● SUPPLIED INFORMATION
--- BEGIN ---

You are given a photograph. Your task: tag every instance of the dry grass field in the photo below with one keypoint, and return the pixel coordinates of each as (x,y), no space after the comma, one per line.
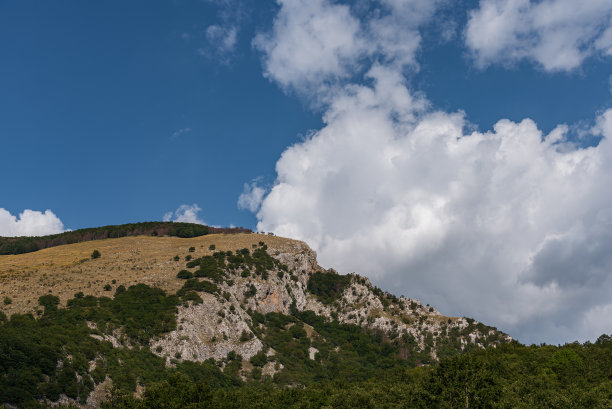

--- END ---
--- BEGIN ---

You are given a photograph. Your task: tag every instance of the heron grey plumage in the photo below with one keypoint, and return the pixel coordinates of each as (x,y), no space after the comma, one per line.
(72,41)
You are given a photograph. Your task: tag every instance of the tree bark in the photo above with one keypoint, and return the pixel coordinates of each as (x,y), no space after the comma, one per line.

--- END ---
--- BEGIN ---

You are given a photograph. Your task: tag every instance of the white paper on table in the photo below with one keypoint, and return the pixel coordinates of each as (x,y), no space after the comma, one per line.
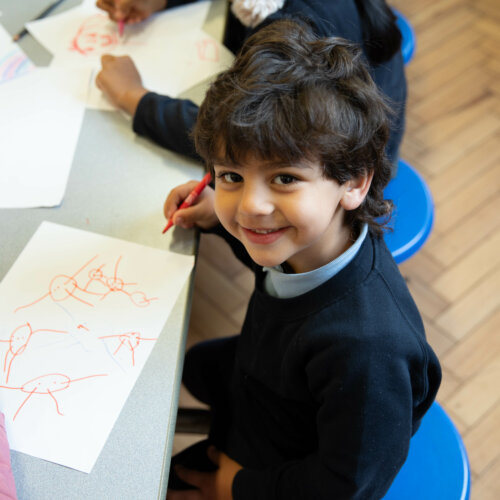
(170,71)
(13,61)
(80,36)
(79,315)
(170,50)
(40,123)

--- END ---

Select every line above that contains the word "paper" and copy each one out, treating uppercase and lowercase as different.

You are given a photograph. Your task: tag every instance of the white paper on table in the photo below with one keypoint, and return the pixel coordinates of each as (x,y), no space after the comma, one per line.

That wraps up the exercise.